(540a) Impact of Pore Scale Structure and Displacement Mechanisms on Multiphase Flow Modeling In Porous Media: A Perspective and Payatakes' Contributions

Transport phenomena in porous media are encountered in many situations of practical and scientific interest. From the natural porous media, such as soils and water or hydrocarbon reservoirs, to the artificial ones, such as filters, fuel cells, catalysts, concrete etc. determination of the transport properties remains a challenging issue on which work scientists and engineers targeting very different applications.

Related to the problems of natural resources and environment, the description of the transport of fluids in geological formations relies upon advances on the characterization and modeling of natural systems in a large spectrum of time and length scales. The complexity of transport in these systems is due to the complex geological structure and the multiscale heterogeneities as well as to the dynamics of the multiphase fluid displacement and its coupling with mechanical, thermal, chemical and biological processes.

Information on the pore space geometry and topology and on the mechanisms of fluid displacement permits to gain insight into the physics of flow in porous media and to propose relevant modeling approaches. Experiments in 2D micromodels bring information on the fluid interface motion in model systems, while advances in microfluidics extended the observations to the micron scale. In 3D, sophisticated imaging techniques (microtomograph, synchrotron) allowed non-intrusive high resolution observations in real porous media below the micron scale. The FIB (Focused Ion Beam) technique combined to 3D reconstruction of the pore space is called to bring answers in the nanometer scale, which is relevant when studying the sealing capacity of the cap rocks in CO2 storage or the recovery of unconventional hydrocarbon reserves (tight gas, shale gas).

Observation and experimental study have to be intimately linked to pertinent theoretical modeling taking into account the relevant physics of the studied phenomena at the right scale. Advances in molecular dynamics, lattice-Boltzmann or pore-network modeling methods combined to upscaling considerations permit to simulate complex flow regimes and to run laboratory and numerical experiments on comparable sample volumes, which is absolutely necessary for model validation.

Some of the most important contributions in this area have been presented by A.C. Payatakes and his coworkers. His pioneering work goes from the pore structure recognition and characterization to the modeling and simulation of particulate flows in porous media and to the complex multiphase flows including simultaneously connected fluid motion, ganglia dynamics and drop traffic flow. In the frontiers between academic and applied research, Prof. Payatakes' outstanding work is characterized by the combination of the experimental observation and the theoretical analysis at different scales, emphasizing the importance of the physical meaning of the average macroscopic properties and their link to the pore scale phenomena and mechanisms.

Saved data entries:
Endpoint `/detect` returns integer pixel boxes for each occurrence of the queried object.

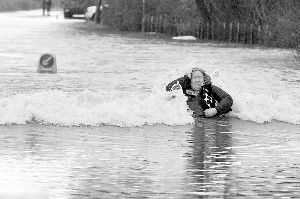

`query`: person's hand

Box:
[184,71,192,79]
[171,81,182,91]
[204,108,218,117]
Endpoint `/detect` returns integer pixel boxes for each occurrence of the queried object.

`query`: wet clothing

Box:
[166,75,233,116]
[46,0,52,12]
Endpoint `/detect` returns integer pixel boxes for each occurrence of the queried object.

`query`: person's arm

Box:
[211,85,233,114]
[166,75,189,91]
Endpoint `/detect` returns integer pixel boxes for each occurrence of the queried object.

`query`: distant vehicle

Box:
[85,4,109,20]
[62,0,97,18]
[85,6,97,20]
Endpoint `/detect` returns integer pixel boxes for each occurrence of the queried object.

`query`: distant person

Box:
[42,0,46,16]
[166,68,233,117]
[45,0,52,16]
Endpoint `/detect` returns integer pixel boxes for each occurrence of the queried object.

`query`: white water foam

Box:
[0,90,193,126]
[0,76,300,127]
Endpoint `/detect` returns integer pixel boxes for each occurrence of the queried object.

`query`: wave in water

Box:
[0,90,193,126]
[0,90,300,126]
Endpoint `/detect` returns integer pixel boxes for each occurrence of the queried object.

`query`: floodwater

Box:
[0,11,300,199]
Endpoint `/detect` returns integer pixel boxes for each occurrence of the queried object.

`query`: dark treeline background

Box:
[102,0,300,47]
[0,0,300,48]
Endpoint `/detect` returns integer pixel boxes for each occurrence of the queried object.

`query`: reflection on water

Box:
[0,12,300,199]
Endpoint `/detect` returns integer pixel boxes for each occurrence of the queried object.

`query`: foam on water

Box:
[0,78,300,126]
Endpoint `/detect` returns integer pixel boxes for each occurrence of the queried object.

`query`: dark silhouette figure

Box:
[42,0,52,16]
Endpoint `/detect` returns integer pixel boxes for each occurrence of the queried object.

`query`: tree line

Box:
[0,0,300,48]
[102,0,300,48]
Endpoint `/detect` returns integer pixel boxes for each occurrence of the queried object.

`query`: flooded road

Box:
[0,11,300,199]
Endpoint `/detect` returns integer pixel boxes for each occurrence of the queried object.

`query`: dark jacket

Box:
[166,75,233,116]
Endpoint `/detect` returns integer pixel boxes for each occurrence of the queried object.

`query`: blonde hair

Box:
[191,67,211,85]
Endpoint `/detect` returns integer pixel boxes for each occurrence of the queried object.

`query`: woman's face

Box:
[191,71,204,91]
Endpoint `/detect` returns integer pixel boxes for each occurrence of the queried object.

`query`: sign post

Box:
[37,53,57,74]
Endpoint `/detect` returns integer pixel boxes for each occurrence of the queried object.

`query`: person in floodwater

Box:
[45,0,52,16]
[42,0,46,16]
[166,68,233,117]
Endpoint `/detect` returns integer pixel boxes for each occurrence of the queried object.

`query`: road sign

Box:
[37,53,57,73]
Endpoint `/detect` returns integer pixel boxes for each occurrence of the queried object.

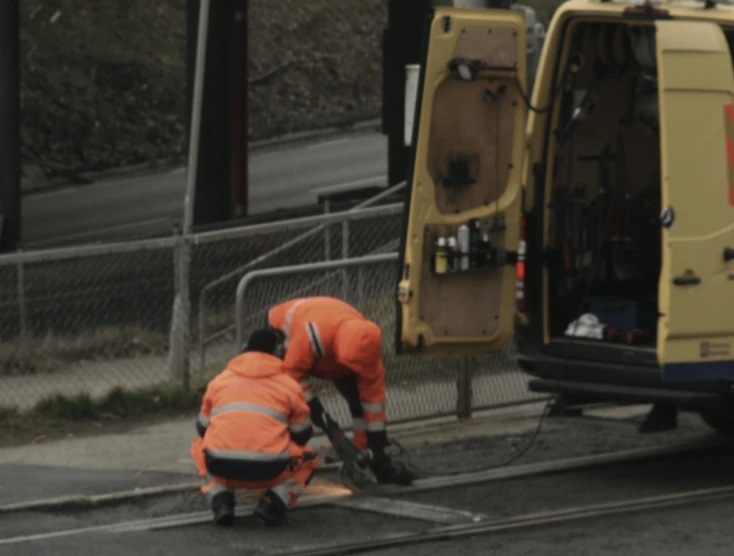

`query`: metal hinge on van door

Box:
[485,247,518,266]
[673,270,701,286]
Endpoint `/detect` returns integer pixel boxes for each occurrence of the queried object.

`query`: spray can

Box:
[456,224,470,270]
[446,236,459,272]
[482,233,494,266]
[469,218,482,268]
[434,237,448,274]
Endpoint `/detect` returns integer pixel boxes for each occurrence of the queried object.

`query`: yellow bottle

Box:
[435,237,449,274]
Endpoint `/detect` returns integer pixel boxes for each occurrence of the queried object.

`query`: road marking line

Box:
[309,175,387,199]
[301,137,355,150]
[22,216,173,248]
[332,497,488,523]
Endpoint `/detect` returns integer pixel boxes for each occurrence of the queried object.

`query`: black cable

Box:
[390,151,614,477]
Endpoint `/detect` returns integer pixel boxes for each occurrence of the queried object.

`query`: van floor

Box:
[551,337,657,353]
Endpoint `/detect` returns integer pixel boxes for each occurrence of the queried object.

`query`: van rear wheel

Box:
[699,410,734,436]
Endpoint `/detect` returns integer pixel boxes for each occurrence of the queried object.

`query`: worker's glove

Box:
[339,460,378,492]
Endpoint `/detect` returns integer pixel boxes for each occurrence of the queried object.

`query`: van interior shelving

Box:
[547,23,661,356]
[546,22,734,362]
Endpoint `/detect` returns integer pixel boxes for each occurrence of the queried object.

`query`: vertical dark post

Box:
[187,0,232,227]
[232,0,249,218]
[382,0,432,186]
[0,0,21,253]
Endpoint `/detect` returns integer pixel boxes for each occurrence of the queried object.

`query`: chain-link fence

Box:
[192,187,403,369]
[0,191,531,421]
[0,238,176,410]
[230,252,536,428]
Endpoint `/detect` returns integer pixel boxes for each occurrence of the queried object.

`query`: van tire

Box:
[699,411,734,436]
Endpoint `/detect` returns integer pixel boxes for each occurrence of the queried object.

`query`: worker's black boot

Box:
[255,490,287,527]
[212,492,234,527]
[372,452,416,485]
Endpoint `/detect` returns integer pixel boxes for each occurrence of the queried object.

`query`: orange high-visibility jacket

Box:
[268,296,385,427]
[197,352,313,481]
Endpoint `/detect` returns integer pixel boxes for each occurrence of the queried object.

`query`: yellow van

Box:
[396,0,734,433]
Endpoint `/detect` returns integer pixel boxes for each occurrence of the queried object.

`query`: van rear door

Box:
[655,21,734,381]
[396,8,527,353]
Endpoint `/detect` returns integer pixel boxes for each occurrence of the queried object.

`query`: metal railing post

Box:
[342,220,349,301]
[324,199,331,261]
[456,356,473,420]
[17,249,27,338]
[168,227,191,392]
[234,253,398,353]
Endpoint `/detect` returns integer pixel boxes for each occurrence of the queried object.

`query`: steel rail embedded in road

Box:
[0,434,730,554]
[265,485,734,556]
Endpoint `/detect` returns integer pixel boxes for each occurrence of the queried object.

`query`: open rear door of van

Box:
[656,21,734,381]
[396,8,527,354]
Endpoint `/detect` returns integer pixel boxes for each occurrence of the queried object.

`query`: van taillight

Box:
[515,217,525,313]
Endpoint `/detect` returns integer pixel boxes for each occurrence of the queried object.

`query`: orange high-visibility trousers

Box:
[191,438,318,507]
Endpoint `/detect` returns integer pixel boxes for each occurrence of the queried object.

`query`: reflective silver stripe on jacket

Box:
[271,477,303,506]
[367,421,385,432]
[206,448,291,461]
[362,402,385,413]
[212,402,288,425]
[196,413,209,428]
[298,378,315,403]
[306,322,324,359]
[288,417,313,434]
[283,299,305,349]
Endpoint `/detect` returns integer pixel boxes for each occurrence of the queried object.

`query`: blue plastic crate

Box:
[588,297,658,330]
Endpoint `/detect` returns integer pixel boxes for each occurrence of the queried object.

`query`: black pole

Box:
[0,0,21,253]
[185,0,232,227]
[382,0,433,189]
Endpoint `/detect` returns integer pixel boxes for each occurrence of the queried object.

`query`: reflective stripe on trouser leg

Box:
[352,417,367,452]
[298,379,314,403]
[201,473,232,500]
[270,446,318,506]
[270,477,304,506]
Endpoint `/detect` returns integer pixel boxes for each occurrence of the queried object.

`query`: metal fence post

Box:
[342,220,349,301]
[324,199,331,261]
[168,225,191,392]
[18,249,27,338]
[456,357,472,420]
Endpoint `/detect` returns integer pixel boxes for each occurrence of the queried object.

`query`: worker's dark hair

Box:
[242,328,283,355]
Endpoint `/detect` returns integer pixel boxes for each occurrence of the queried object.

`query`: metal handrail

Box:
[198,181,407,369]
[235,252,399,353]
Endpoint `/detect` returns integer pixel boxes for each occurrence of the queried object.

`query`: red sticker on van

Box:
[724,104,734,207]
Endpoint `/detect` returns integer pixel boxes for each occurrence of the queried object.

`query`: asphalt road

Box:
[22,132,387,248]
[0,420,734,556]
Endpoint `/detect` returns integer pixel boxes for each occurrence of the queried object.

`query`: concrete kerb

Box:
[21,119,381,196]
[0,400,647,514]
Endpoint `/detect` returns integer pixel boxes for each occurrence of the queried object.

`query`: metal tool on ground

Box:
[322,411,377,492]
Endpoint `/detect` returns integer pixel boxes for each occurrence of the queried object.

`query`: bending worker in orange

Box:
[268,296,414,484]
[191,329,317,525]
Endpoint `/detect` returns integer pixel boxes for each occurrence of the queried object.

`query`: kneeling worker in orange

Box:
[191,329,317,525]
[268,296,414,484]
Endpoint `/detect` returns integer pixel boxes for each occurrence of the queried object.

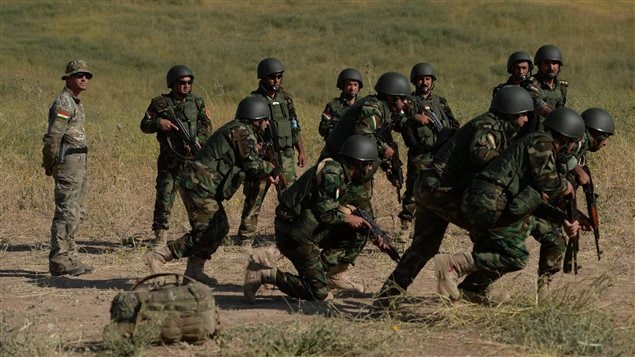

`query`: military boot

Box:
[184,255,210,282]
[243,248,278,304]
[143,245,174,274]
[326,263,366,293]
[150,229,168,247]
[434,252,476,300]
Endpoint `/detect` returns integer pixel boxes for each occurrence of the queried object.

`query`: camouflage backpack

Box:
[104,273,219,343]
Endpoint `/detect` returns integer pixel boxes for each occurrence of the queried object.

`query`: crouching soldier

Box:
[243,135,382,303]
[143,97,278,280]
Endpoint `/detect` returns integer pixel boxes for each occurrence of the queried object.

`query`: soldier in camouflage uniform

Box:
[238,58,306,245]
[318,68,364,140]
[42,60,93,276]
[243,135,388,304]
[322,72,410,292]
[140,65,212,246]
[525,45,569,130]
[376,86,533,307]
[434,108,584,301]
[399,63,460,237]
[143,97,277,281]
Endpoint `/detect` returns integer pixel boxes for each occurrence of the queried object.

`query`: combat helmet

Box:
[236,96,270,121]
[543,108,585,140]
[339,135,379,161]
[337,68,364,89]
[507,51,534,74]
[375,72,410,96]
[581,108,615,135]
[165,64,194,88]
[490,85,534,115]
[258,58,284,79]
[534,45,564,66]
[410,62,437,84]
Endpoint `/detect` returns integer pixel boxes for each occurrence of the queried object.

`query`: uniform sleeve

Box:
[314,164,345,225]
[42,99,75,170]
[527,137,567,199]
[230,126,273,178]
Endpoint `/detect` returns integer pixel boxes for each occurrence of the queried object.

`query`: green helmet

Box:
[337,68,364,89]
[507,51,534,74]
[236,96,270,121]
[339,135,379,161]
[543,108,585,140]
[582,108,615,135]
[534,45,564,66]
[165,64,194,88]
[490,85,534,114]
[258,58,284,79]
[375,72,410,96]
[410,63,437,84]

==

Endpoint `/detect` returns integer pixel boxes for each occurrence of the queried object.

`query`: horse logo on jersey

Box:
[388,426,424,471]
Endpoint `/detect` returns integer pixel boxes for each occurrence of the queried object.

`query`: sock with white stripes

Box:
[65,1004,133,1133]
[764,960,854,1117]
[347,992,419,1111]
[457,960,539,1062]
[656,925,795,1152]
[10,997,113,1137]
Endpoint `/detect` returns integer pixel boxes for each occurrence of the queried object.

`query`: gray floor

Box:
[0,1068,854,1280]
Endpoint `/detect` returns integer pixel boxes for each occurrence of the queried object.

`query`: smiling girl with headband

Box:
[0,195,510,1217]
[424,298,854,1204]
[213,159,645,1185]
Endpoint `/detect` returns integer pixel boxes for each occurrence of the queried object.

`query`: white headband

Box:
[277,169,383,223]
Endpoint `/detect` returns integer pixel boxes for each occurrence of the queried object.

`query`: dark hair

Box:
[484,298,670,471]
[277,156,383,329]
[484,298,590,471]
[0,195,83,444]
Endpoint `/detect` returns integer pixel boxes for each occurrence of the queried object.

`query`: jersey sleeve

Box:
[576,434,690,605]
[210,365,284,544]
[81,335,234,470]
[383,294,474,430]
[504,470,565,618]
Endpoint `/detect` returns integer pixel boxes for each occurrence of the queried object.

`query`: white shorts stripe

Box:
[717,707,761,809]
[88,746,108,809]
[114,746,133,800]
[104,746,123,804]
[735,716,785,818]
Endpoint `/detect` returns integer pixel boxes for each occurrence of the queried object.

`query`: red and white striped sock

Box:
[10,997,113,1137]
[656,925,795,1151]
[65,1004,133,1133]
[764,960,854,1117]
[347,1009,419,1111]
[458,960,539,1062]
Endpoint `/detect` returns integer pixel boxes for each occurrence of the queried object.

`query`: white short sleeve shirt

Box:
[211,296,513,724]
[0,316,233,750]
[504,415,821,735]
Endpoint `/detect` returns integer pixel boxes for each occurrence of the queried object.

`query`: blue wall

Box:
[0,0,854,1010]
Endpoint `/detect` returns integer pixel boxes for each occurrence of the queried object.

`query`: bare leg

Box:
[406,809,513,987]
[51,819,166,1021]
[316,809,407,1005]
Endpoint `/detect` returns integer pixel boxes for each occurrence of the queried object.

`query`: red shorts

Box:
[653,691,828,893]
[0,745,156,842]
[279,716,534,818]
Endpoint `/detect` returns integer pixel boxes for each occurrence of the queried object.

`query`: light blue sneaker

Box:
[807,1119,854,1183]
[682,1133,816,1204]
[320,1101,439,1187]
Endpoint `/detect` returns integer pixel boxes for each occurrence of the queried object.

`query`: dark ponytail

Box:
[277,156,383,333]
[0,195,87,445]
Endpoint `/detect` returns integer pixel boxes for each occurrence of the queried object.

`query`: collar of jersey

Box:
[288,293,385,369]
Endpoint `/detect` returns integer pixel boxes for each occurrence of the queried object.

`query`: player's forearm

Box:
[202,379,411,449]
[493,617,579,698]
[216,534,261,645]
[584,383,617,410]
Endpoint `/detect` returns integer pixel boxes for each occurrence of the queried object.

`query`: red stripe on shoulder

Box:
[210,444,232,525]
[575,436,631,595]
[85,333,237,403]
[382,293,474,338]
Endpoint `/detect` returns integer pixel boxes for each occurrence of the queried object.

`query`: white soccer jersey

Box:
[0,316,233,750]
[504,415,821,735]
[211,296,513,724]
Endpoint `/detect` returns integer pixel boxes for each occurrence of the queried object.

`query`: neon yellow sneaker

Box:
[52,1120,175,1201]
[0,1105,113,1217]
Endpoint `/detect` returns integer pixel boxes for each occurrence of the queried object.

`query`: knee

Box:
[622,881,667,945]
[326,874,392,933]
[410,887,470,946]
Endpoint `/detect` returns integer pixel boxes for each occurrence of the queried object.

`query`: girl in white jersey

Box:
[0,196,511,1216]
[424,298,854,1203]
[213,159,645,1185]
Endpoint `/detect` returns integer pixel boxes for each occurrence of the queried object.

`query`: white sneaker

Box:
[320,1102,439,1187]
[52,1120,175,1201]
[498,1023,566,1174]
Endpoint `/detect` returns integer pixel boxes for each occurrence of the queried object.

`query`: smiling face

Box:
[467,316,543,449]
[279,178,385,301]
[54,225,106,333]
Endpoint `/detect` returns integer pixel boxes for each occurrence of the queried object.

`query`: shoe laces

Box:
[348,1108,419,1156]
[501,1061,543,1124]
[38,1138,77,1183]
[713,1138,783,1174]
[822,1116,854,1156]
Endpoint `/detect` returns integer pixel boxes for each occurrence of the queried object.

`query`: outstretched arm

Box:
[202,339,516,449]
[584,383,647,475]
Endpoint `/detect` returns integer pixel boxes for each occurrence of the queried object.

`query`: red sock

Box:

## Work request 1
According to the abstract on multiphase flow in porous media, why is fluid transport in geological formations complex? Answer in one to three sentences.
## Work request 2
Can you sum up the abstract on multiphase flow in porous media in three sentences?

## Task response 1
The complexity comes from the formations' complex geological structure and multiscale heterogeneities. It also stems from the dynamics of multiphase fluid displacement and how that displacement couples with mechanical, thermal, chemical and biological processes.

## Task response 2
Determining transport properties in natural and artificial porous media remains challenging, and in geological formations transport is complicated by structure, multiscale heterogeneities and coupled processes. Experiments ranging from 2D micromodels to 3D imaging and FIB reconstruction give information on pore space and displacement mechanisms, and they must be linked to modeling methods such as molecular dynamics, lattice-Boltzmann and pore-network models, with comparable sample volumes needed for model validation. A.C. Payatakes and his coworkers made major contributions, from pore structure characterization to particulate and complex multiphase flows, combining experimental observation and theoretical analysis at different scales.